### Problem to solve
Please put the part of the listing that opens at its start and closes with the line containing "xmin=666 ymin=49 xmax=695 ymax=83" into a two-column CSV with the headers label_request and bounding_box and one row per request. Enclose each field in quotes and turn any line breaks within a field into spaces.

--- start of Material provided ---

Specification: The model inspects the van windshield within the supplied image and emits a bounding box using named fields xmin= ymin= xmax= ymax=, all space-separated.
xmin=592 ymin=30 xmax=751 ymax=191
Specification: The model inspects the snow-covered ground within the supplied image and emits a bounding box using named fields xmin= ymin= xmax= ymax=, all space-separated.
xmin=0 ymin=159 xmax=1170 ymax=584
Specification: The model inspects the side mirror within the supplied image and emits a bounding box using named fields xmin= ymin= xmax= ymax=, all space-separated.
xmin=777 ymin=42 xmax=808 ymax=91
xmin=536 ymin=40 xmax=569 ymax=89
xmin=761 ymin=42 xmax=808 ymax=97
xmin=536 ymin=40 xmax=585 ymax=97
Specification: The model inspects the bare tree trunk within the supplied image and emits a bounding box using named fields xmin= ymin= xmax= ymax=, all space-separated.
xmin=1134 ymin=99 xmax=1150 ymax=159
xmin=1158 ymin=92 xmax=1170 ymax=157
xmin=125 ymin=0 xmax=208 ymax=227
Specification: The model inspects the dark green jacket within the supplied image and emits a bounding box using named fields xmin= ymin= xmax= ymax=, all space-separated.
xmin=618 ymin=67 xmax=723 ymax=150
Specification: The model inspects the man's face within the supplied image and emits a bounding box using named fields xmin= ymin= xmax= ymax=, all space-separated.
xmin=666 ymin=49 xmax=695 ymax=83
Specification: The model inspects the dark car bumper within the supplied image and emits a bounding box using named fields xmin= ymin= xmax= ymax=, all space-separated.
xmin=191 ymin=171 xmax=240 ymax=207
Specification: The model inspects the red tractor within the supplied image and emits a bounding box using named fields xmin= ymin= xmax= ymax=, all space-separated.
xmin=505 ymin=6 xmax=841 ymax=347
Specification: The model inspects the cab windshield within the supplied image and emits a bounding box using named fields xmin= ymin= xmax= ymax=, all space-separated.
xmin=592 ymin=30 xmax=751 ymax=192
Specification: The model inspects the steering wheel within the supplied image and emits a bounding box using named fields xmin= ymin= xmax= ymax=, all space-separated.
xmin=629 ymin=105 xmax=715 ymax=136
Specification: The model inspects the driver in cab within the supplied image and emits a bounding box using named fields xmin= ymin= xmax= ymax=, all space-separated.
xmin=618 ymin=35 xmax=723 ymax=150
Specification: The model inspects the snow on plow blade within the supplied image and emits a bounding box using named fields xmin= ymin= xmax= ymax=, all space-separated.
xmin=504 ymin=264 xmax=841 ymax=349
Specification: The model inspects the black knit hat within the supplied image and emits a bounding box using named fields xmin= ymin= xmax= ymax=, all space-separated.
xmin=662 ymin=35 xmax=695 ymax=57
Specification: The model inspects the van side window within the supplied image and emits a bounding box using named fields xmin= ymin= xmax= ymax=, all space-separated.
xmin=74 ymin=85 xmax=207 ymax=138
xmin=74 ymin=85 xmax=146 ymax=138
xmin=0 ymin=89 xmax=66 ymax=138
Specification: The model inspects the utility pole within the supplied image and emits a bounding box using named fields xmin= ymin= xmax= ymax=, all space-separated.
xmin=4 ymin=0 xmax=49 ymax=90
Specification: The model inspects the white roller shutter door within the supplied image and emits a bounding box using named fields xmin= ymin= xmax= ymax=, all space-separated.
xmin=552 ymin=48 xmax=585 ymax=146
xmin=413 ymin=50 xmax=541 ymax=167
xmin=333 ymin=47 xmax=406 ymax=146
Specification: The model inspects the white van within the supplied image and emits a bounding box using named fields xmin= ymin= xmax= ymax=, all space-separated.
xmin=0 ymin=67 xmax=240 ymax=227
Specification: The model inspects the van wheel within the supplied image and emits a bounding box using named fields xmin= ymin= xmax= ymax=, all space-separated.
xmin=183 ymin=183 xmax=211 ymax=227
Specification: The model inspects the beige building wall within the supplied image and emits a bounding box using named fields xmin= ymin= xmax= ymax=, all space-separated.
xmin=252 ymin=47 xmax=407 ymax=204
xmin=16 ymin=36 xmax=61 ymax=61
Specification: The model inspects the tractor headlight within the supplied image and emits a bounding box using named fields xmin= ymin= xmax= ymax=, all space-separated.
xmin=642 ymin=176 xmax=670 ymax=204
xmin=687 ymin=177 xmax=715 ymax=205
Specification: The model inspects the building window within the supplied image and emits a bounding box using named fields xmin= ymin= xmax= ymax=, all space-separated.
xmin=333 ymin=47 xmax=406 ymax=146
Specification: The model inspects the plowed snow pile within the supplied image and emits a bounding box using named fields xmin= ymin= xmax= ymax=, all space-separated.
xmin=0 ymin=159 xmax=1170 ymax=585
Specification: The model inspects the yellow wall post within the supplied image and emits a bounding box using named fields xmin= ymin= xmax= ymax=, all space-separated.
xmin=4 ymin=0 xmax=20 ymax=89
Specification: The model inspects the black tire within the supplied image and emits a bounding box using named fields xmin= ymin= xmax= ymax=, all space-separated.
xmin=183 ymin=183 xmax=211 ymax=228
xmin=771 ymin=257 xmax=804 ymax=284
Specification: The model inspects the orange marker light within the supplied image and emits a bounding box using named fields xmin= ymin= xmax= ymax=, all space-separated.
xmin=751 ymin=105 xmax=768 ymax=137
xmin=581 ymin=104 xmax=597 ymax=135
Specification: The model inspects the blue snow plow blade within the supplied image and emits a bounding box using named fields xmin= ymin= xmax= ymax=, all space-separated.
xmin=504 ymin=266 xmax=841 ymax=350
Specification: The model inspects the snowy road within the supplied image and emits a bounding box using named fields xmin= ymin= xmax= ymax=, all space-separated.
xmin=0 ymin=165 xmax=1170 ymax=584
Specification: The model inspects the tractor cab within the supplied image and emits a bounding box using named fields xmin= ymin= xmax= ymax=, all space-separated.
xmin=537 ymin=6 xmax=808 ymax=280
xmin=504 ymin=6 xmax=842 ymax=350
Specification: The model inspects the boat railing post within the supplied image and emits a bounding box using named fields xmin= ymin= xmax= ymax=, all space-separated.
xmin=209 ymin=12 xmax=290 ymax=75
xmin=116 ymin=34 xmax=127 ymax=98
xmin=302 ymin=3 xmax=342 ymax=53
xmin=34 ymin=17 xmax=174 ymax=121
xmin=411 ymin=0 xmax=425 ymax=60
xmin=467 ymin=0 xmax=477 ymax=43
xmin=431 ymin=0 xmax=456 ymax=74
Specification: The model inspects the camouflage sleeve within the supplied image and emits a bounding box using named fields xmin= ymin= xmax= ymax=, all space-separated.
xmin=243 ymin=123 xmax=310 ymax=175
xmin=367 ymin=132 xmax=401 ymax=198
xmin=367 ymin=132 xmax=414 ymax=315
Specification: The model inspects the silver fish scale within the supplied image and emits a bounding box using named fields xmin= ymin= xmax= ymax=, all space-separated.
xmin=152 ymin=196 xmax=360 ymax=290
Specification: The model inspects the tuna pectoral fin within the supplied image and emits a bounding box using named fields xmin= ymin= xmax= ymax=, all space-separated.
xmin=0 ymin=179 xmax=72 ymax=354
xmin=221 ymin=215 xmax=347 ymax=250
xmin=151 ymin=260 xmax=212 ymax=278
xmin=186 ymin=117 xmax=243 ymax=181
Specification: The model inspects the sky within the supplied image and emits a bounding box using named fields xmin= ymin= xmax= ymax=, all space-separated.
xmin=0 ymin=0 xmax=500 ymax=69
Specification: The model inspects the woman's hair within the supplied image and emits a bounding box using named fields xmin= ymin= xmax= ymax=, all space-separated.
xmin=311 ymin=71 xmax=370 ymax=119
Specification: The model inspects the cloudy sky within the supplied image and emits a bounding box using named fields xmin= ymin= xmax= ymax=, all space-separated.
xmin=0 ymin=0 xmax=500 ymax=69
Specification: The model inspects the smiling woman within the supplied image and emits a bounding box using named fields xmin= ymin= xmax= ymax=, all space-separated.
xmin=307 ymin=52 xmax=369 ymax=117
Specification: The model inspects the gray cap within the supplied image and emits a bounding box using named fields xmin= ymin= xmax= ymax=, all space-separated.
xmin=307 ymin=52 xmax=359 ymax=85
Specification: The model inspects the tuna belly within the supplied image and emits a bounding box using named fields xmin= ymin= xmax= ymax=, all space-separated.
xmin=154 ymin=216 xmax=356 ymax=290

--- end of Material provided ---

### Solution to the problem
label_request,bounding_box
"Specification: The model inspects the van windshield within the supplied image and emits a bounding box using named fields xmin= ymin= xmax= ymax=, all space-separated.","xmin=592 ymin=30 xmax=751 ymax=191"
"Specification: The model inspects the snow-covered ground within the supplied image and emits a bounding box using named fields xmin= ymin= xmax= ymax=, all space-separated.","xmin=0 ymin=159 xmax=1170 ymax=584"
"Specification: The model inspects the side mirror within the supplied image and emits a bounding box using named fields xmin= ymin= xmax= ymax=, all space-separated.","xmin=777 ymin=42 xmax=808 ymax=91 xmin=536 ymin=40 xmax=569 ymax=89 xmin=761 ymin=42 xmax=808 ymax=97 xmin=536 ymin=40 xmax=585 ymax=97"
"Specification: The model inspects the bare tree trunk within the supplied image and emits a bounding box using named fields xmin= ymin= xmax= ymax=, all space-separated.","xmin=1134 ymin=99 xmax=1150 ymax=159 xmin=1158 ymin=92 xmax=1170 ymax=157 xmin=125 ymin=0 xmax=208 ymax=227"
"Specification: The model inspects the dark green jacket within the supplied image and emits a bounding box using named fields xmin= ymin= xmax= ymax=, all space-separated.","xmin=618 ymin=67 xmax=723 ymax=150"
"Specification: The model inspects the man's face within the supplied image and emits a bounding box using named fields xmin= ymin= xmax= ymax=, all space-separated.","xmin=666 ymin=49 xmax=695 ymax=83"